> [EXERCISE AIM]: Please count the lines in the items below that contain the string "canopy", and give only that number.

> [INPUT RECORDS]:
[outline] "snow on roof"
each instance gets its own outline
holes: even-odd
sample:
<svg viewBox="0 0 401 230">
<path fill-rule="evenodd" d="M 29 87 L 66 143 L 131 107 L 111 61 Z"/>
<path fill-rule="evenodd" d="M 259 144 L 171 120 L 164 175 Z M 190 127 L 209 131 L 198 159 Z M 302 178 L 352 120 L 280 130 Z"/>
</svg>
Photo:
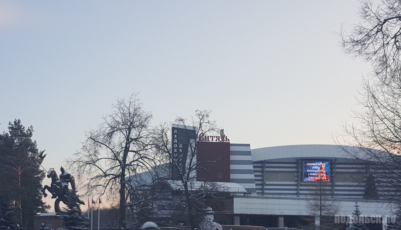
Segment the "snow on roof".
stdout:
<svg viewBox="0 0 401 230">
<path fill-rule="evenodd" d="M 36 216 L 61 216 L 61 214 L 59 212 L 51 212 L 50 213 L 41 213 L 40 215 Z"/>
</svg>

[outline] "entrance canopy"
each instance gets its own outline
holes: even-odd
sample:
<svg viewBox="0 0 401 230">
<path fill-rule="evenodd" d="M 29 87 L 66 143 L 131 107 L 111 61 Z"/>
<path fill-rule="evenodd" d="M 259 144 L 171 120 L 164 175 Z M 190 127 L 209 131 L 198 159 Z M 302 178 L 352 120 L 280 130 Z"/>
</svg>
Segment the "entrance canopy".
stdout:
<svg viewBox="0 0 401 230">
<path fill-rule="evenodd" d="M 160 180 L 156 182 L 155 185 L 156 186 L 167 185 L 172 190 L 176 191 L 184 190 L 182 182 L 180 180 Z M 188 189 L 191 191 L 206 190 L 231 193 L 250 193 L 241 185 L 232 182 L 191 182 L 188 183 Z"/>
</svg>

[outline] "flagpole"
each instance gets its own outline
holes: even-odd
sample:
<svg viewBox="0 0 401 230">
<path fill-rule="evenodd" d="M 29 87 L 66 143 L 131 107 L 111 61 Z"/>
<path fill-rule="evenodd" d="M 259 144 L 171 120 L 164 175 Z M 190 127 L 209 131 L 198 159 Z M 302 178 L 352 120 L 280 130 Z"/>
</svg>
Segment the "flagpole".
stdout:
<svg viewBox="0 0 401 230">
<path fill-rule="evenodd" d="M 88 197 L 88 219 L 89 219 L 89 211 L 91 210 L 91 203 L 89 203 L 89 197 Z"/>
<path fill-rule="evenodd" d="M 99 212 L 97 213 L 97 230 L 100 228 L 100 198 L 99 198 Z"/>
<path fill-rule="evenodd" d="M 93 200 L 93 198 L 92 198 L 92 200 Z M 93 230 L 93 202 L 92 202 L 92 211 L 91 214 L 91 230 Z"/>
</svg>

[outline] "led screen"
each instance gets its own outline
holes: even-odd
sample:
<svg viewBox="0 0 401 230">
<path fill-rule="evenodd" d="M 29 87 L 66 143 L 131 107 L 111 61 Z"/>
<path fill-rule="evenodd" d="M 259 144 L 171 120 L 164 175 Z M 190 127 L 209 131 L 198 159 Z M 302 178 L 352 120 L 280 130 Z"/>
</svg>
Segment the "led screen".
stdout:
<svg viewBox="0 0 401 230">
<path fill-rule="evenodd" d="M 304 161 L 304 181 L 330 181 L 328 161 Z"/>
</svg>

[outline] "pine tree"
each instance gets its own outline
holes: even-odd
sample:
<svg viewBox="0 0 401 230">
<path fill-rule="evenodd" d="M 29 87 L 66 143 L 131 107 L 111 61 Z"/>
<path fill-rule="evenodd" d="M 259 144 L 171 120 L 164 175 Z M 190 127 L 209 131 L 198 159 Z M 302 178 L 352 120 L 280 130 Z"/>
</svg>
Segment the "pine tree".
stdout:
<svg viewBox="0 0 401 230">
<path fill-rule="evenodd" d="M 33 127 L 26 129 L 19 119 L 8 123 L 8 133 L 0 135 L 0 168 L 3 198 L 1 215 L 12 219 L 10 227 L 18 224 L 31 230 L 34 217 L 50 206 L 42 200 L 42 182 L 45 174 L 36 160 L 38 155 L 36 142 L 32 140 Z M 7 204 L 11 206 L 6 208 Z M 6 208 L 3 210 L 3 208 Z M 8 221 L 7 220 L 7 221 Z"/>
<path fill-rule="evenodd" d="M 377 189 L 376 188 L 375 178 L 371 173 L 369 173 L 366 177 L 366 186 L 363 198 L 365 199 L 375 199 L 379 198 Z"/>
<path fill-rule="evenodd" d="M 81 230 L 89 226 L 88 219 L 82 214 L 76 191 L 69 190 L 66 195 L 67 213 L 63 215 L 63 223 L 68 230 Z"/>
<path fill-rule="evenodd" d="M 345 230 L 369 230 L 363 221 L 363 216 L 360 215 L 360 211 L 359 210 L 358 202 L 355 202 L 355 210 L 352 213 L 353 217 L 352 224 L 345 228 Z"/>
</svg>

> [FINISHED ANSWER]: 2